(Coordinate annotation rows)

=-=-=

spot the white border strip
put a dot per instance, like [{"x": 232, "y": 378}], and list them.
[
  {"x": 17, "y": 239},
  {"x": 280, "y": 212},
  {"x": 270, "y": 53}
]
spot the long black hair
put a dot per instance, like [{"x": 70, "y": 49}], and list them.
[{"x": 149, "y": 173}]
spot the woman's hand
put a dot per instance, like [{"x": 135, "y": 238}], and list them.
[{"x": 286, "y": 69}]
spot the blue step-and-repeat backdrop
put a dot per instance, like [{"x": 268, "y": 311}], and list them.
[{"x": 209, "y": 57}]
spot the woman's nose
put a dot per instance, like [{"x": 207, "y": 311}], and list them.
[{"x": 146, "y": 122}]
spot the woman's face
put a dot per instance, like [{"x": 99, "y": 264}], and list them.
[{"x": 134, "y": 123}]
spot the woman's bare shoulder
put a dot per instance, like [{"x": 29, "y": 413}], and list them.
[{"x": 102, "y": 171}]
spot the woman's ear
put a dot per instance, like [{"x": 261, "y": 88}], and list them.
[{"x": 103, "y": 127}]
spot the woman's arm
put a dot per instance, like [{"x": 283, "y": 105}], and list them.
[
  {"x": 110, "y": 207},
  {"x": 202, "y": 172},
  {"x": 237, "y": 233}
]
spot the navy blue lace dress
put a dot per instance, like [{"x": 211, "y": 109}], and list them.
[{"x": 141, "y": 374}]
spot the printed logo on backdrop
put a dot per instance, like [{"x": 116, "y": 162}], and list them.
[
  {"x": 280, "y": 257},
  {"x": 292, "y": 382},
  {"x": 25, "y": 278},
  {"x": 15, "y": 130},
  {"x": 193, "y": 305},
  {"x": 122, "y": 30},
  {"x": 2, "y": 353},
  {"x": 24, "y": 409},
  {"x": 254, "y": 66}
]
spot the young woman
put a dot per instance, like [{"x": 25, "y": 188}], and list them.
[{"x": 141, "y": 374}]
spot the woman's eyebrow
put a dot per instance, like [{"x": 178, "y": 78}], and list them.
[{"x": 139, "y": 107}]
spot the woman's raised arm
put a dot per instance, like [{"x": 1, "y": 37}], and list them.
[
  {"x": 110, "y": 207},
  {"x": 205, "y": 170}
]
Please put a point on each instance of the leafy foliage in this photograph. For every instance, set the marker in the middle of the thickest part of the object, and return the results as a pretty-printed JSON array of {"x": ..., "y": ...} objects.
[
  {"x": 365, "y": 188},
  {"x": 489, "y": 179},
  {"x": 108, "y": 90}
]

=-=-=

• WRITTEN TASK:
Scale everything from the line containing "spot the navy blue lace dress" down to the end of the rows, reproducing the requests too, with each coordinate in the answers multiplied by 2.45 and rounded to a whole number (halves round up). Leave the numbers in the requests and their format samples unchanged.

• SOLUTION TO THIS PROBLEM:
spot the navy blue lace dress
put a dot per instance, like [{"x": 211, "y": 109}], and list them.
[{"x": 345, "y": 916}]
spot the printed logo on backdrop
put a dot per instance, like [{"x": 116, "y": 162}], and list them.
[
  {"x": 686, "y": 630},
  {"x": 715, "y": 936},
  {"x": 61, "y": 681},
  {"x": 37, "y": 319},
  {"x": 473, "y": 747},
  {"x": 299, "y": 74},
  {"x": 5, "y": 865},
  {"x": 59, "y": 1002},
  {"x": 622, "y": 162}
]
spot the young woman
put a dot per instance, like [{"x": 25, "y": 188}], and list them.
[{"x": 345, "y": 916}]
spot the woman's eyebrow
put a dot per instance, like [{"x": 178, "y": 78}], and list them.
[{"x": 341, "y": 262}]
spot the woman's raised arm
put a dot per instance, like [{"x": 1, "y": 37}], and list them.
[
  {"x": 270, "y": 507},
  {"x": 502, "y": 417}
]
Please put a point on each instance of the leafy foliage in this photograph. For every instance, set the marker in the middle of the thickest part of the object, and return the results as a pretty-printed JSON array of {"x": ..., "y": ...} objects.
[
  {"x": 894, "y": 461},
  {"x": 1198, "y": 439},
  {"x": 265, "y": 221}
]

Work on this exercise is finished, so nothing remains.